# AIM:
Can you write out the following lines exactly as they are, from first to last?
########################################
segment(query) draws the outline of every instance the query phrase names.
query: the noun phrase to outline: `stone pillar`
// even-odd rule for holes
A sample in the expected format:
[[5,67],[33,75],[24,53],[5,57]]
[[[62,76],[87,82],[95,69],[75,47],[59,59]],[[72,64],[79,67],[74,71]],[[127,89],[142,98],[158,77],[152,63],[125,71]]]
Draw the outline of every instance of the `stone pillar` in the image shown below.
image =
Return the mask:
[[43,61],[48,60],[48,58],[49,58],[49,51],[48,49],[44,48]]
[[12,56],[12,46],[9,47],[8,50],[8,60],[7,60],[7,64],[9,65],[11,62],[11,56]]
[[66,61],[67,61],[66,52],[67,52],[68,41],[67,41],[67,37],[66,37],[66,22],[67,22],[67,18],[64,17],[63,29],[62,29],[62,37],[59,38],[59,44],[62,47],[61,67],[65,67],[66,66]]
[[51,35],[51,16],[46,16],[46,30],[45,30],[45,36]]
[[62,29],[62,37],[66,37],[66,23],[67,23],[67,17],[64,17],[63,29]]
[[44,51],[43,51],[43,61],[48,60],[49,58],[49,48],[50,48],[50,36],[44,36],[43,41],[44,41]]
########################################
# COMPLETED TASK:
segment(query) draws the outline of every instance the query phrase names.
query: the noun phrase to outline: `stone pillar`
// even-odd rule for holes
A sample in the expected format:
[[5,67],[33,75],[24,53],[5,57]]
[[[62,76],[87,82],[95,69],[75,47],[59,59]],[[72,64],[79,67],[74,71]],[[127,89],[142,98],[158,77],[152,63],[125,71]]]
Draw the outline of every instance of the `stone pillar` in the image shown below.
image =
Return the mask:
[[43,61],[48,60],[48,58],[49,58],[49,51],[48,49],[44,48]]
[[12,56],[12,46],[9,47],[8,50],[8,60],[7,60],[7,64],[9,65],[11,62],[11,56]]
[[66,61],[67,61],[66,52],[67,52],[68,41],[67,41],[67,37],[66,37],[66,22],[67,22],[67,18],[64,17],[63,29],[62,29],[62,37],[59,38],[59,44],[62,47],[61,67],[65,67],[66,66]]
[[51,35],[51,16],[46,16],[46,30],[45,30],[45,36]]
[[62,29],[62,37],[66,37],[66,23],[67,23],[67,17],[64,17],[63,29]]
[[44,51],[43,51],[43,61],[48,60],[49,58],[49,48],[50,48],[50,36],[44,36],[43,41],[44,41]]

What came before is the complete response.